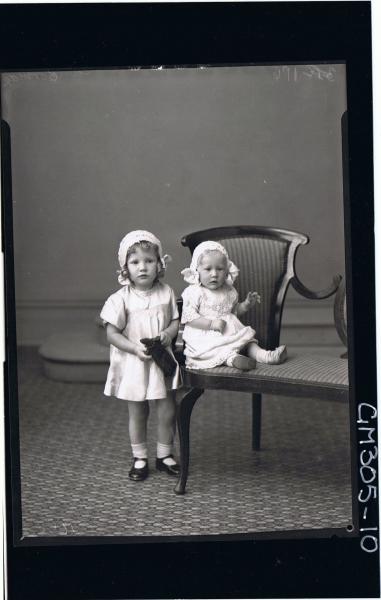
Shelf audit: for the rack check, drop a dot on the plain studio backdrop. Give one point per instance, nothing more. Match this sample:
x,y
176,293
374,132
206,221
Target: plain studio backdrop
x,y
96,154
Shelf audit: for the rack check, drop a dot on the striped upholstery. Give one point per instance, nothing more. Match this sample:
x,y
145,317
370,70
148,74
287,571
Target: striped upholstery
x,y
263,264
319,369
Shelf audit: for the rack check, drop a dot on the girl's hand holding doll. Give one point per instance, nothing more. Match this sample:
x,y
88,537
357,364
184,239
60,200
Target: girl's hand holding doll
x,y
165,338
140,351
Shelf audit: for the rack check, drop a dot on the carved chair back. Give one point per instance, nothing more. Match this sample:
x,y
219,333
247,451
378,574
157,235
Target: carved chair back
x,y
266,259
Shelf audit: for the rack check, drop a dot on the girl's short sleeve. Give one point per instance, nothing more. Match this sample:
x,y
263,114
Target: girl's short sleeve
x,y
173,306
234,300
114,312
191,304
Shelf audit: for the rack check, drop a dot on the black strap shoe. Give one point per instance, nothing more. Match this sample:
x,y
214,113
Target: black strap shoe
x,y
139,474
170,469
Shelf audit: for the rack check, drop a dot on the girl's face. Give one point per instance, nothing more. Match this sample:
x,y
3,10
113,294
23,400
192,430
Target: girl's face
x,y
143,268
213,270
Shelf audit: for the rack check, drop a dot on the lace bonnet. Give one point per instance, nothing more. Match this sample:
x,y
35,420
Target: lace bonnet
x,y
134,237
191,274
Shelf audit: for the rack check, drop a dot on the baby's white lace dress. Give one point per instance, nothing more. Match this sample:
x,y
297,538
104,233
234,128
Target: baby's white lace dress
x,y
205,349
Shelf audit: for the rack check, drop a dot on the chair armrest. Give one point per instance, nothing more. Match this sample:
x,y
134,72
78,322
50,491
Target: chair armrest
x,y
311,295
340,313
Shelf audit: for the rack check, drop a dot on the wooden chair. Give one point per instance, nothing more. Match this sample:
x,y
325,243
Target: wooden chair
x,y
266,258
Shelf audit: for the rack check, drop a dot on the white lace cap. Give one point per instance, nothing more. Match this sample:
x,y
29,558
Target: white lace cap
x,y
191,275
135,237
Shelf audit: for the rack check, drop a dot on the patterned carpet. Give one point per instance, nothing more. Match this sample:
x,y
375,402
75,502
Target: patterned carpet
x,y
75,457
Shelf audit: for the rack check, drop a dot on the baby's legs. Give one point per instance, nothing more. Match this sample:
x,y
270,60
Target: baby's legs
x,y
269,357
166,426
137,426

========

Convert the lines from the one containing "on the white" through the last line into a Markdown table with the columns Row and Line text, numbering each row and leaving out any blank lines.

◆ **The solution**
| Row | Line text |
|---|---|
| 1 | Shelf audit: for the rack check, drop a dot on the white lace cap. Give one point per instance, nothing more. Match this sample: |
| 2 | x,y |
| 3 | 29,558 |
| 4 | Target: white lace cap |
| 5 | x,y |
| 6 | 191,275 |
| 7 | 135,237 |
| 8 | Shelf audit: for the rack check, drop a dot on the patterned carpet. Give one point per instance, nothing more. Match this sample: |
| 9 | x,y |
| 10 | 375,402 |
| 11 | 75,502 |
| 12 | Target: patterned carpet |
| 13 | x,y |
| 14 | 75,457 |
| 15 | Shelf audit: for the rack check, drop a dot on the baby's legs. Give one point per instance, nothing more. Match this sample: |
| 16 | x,y |
| 17 | 270,60 |
| 18 | Target: baby's legs |
| 19 | x,y |
| 20 | 269,357 |
| 21 | 166,426 |
| 22 | 137,426 |